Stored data
┄┄┄┄┄┄┄┄┄┄
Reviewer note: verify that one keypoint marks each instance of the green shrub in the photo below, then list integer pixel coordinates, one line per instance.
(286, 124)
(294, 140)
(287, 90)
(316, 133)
┄┄┄┄┄┄┄┄┄┄
#### Work instructions:
Copy out the material above line by line, with no alterations of any kind.

#### Correct answer:
Reviewer note: verify that one keypoint marks each instance of the green shrub in the photo below, then list integer pixel coordinates, one line per instance.
(286, 124)
(294, 140)
(287, 90)
(316, 133)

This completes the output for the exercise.